### Dataset content
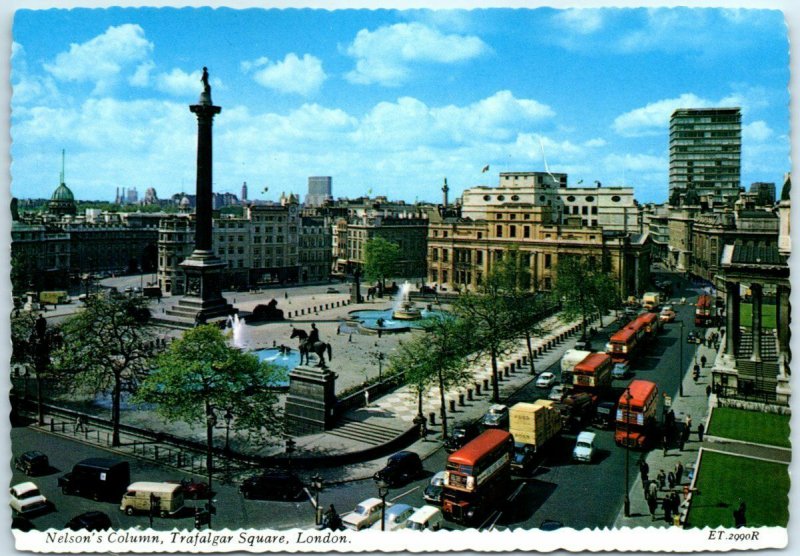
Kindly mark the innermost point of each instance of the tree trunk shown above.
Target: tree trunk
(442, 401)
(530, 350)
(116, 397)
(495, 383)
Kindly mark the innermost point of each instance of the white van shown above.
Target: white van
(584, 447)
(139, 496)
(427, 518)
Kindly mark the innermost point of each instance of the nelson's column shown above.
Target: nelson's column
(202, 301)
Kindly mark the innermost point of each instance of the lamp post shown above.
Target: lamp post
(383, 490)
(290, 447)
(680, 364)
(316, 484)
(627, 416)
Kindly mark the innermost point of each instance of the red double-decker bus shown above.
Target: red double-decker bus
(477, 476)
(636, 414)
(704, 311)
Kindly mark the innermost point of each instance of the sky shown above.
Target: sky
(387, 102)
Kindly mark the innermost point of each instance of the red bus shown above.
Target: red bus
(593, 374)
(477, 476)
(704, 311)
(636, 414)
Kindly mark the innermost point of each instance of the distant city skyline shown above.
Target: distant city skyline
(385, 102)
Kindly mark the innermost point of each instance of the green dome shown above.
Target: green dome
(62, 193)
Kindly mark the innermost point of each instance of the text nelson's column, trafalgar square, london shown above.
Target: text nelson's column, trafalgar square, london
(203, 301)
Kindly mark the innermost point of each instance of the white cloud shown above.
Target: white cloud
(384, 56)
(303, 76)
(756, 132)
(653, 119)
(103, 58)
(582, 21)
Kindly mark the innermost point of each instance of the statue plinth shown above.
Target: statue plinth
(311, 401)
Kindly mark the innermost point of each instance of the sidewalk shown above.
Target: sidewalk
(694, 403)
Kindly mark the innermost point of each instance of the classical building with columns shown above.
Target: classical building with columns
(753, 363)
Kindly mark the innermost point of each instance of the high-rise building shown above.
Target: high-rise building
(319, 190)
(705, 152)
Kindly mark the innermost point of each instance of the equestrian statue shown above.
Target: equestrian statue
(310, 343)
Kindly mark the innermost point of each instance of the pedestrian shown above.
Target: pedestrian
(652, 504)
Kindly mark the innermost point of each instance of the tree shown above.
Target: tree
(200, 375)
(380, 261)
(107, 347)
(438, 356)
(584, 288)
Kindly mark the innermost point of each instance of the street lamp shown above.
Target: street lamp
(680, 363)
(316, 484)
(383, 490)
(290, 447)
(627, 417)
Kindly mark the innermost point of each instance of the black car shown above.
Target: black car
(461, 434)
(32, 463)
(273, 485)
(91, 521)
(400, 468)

==

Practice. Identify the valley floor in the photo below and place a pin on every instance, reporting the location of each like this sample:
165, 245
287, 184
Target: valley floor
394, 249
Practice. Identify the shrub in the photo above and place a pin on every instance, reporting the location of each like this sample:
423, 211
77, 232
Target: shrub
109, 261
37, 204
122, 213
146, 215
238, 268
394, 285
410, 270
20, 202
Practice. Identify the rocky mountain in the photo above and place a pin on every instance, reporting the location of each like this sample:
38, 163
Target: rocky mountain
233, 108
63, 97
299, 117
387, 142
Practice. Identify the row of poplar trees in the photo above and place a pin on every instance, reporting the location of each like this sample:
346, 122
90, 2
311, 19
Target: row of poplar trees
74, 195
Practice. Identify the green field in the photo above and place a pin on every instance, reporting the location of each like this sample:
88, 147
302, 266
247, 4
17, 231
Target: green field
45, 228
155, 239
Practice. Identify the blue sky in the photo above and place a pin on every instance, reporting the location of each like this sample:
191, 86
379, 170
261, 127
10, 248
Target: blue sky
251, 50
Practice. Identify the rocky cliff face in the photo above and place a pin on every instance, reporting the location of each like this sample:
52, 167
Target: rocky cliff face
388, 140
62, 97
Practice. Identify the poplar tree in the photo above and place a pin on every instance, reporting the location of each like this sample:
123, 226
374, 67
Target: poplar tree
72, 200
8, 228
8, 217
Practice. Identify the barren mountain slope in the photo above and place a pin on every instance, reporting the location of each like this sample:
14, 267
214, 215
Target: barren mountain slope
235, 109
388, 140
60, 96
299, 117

### The problem
Write only the number of lines in the entries that contain the word "photo".

### Exercise answer
9